Material for this exercise:
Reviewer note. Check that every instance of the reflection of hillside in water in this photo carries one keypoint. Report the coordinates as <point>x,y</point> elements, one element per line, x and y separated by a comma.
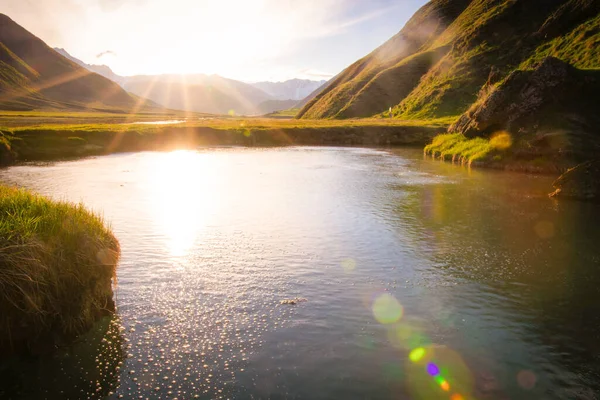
<point>89,368</point>
<point>534,261</point>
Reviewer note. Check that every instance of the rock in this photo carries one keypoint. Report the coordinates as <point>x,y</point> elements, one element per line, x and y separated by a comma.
<point>6,155</point>
<point>293,301</point>
<point>551,110</point>
<point>581,182</point>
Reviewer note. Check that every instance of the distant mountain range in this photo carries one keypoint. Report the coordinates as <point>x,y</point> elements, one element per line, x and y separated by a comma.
<point>209,93</point>
<point>34,76</point>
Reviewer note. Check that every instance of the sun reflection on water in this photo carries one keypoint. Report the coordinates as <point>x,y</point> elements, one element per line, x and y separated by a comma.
<point>183,196</point>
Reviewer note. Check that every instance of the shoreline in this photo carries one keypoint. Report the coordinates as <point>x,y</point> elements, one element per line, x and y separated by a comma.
<point>58,263</point>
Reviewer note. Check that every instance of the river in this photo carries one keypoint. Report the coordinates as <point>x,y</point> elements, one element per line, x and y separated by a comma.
<point>410,278</point>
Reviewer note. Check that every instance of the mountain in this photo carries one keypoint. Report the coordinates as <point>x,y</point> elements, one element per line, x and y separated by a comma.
<point>269,106</point>
<point>34,76</point>
<point>437,64</point>
<point>203,93</point>
<point>103,70</point>
<point>293,89</point>
<point>193,92</point>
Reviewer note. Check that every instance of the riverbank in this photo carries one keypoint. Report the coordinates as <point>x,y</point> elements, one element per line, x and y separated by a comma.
<point>57,263</point>
<point>497,152</point>
<point>55,141</point>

What you are asked to do:
Quote the data above verbatim, leaving the picture out of your reproduction.

Solution to this task:
Reviewer note. Check that every instance of the reflection of hillside in water in this photo carries one keypoint. Report the coordinates as <point>x,y</point> elements, one element per line, x and y separated by a comma.
<point>89,368</point>
<point>534,261</point>
Reviewer note. Check that every instance of the rock in this photo carries one keypoint. Report the coordinates as <point>x,y</point> elements, one element per line, x and y separated by a comma.
<point>6,155</point>
<point>293,301</point>
<point>551,110</point>
<point>581,182</point>
Reviewer note. Check that every instance of the distant mountain range in this photo carries one keypoint. Report the coordinates as <point>x,y</point> elements, one element per line, x and y separated by a comma.
<point>209,93</point>
<point>34,76</point>
Reviewer note. Check that every instance of the sun reflection on water in this photo carries one keypoint. Report the coordinates as <point>x,y</point> elements, one element per line, x and y separated by a comma.
<point>183,196</point>
Reviewer note. Check that every instance of the shoreline in this photo carries one keypoint. Report the coordinates as <point>x,y</point> elements, one element per line, x and y separated by a comma.
<point>58,263</point>
Reviewer note. Check that every instance of the river in this photo carries one keypoint. Report the coordinates as <point>x,y</point> elements, one element per line, x and y separated by a comma.
<point>410,278</point>
Reviewer note. Check that every instance of the mountain in this photo carries one keypoint. Report the coordinates as <point>x,y</point> elements, one element per line, x and y separated by a comma.
<point>269,106</point>
<point>34,76</point>
<point>437,64</point>
<point>203,93</point>
<point>103,70</point>
<point>293,89</point>
<point>193,92</point>
Reviewer note. Check that every instance of the riverbank in this photo carries one keypoint. Report the coordinates as <point>x,y</point> elements, one element per line, x and y separated by a comma.
<point>57,263</point>
<point>497,152</point>
<point>55,141</point>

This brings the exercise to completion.